▶ _Data for review_:
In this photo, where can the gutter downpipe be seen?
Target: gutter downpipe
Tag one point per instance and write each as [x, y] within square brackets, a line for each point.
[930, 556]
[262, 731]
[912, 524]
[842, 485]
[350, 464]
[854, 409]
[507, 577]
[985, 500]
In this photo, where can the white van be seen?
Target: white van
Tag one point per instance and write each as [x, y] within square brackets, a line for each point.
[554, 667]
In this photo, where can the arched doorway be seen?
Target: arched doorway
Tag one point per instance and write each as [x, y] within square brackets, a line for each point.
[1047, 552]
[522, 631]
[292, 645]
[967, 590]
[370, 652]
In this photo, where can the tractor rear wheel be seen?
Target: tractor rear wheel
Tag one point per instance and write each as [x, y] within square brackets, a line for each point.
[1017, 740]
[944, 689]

* * *

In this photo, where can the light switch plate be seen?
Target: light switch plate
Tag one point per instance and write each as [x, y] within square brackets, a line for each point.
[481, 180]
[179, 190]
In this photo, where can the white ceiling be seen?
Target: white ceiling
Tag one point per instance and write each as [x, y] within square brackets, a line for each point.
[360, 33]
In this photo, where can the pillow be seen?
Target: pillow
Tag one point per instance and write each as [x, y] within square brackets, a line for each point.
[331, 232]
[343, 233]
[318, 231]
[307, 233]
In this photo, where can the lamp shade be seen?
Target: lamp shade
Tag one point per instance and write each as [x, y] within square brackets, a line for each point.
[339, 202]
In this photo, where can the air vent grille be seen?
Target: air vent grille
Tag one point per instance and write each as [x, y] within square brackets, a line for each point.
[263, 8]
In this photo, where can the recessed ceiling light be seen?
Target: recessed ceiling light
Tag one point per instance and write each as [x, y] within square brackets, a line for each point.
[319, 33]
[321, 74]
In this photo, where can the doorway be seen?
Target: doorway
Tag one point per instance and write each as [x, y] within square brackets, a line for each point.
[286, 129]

---

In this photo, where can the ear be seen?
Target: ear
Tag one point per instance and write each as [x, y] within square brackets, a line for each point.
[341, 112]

▶ _Activity_: Every line in the listing above that mentions "wheel" should be returned.

▶ _Answer space_:
In this photo, where can the tractor rear wheel be seen?
Target: tractor rear wheel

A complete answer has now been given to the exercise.